EXERCÍCIOS -
(A) Responda, com base no texto sobre dramas criminais, a cada pergunta em uma linha própria:
(i) Qual documentário da Netflix é mencionado no início?
(ii) De quem foi o julgamento reconstruído por American Crime Story?
(iii) Qual é apontado como o principal produto da HBO?
(B) Reescreva o trecho do texto sobre dramas criminais de "Deixando um pouco" até "humor negro genial.", trocando "genial" por "brilhante".

***** TEXTO DE ORIGEM

É interessante pensar que os melhores programas do ano, até o momento, são dramas criminais. Isso, claro, na minha humilde opinião. Mas desde o surpreendente documentário da Netflix, Making a Murderer, vimos pelo menos mais três séries investigativas, em 2016, com uma qualidade impressionante.
Deixando um pouco de lado aspectos técnicos, todas essas séries conseguiram algo crucial para produtos que visam abocanhar um bom número de audiência: deixar o público desesperado pelo próximo episódio. American Crime Story, por exemplo, reconstruiu o julgamento de O.J Simpson de forma surpreendente; American Crime mostrou que a televisão aberta ainda pode produzir pequenas joias, e Fargo apareceu para mostrar que histórias pesadas podem ser carregadas de um humor negro genial.
Embora a HBO não viva mais seus anos louros de Família Soprano e Six Feet Under – ficando presa mais ao seu principal produto, Game Of Thrones – este ano o canal mostrou porque eles elevaram a televisão a um outro patamar. The Night Of é viciante.

**********
***** DADOS

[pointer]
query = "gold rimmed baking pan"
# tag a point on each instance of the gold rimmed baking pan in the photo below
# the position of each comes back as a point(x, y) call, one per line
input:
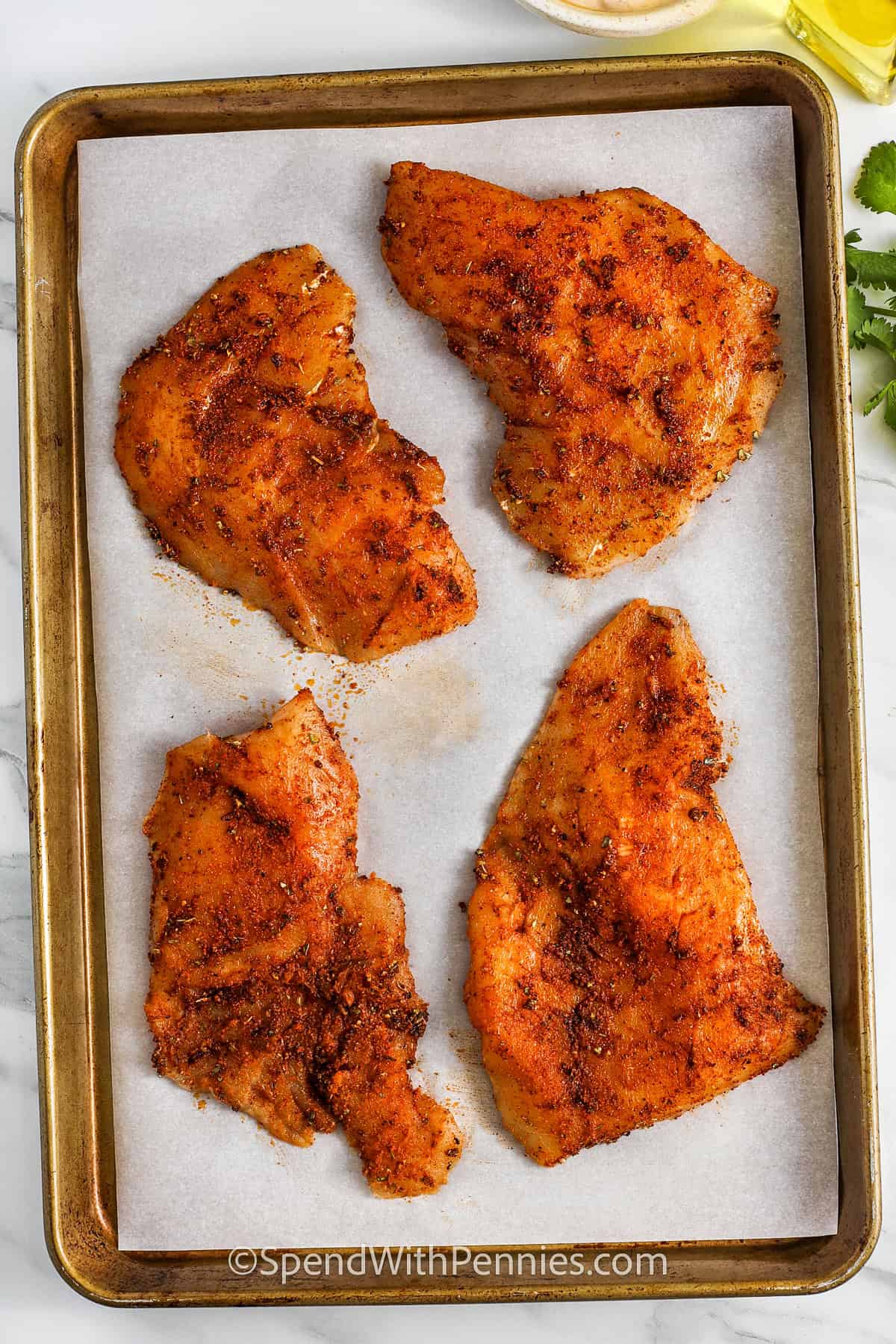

**********

RESPOSTAS POR TAREFA -
(A)
(i) Making a Murderer
(ii) De O.J Simpson
(iii) Game Of Thrones

(B)
Deixando um pouco de lado aspectos técnicos, todas essas séries conseguiram algo crucial para produtos que visam abocanhar um bom número de audiência: deixar o público desesperado pelo próximo episódio. American Crime Story, por exemplo, reconstruiu o julgamento de O.J Simpson de forma surpreendente; American Crime mostrou que a televisão aberta ainda pode produzir pequenas joias, e Fargo apareceu para mostrar que histórias pesadas podem ser carregadas de um humor negro brilhante.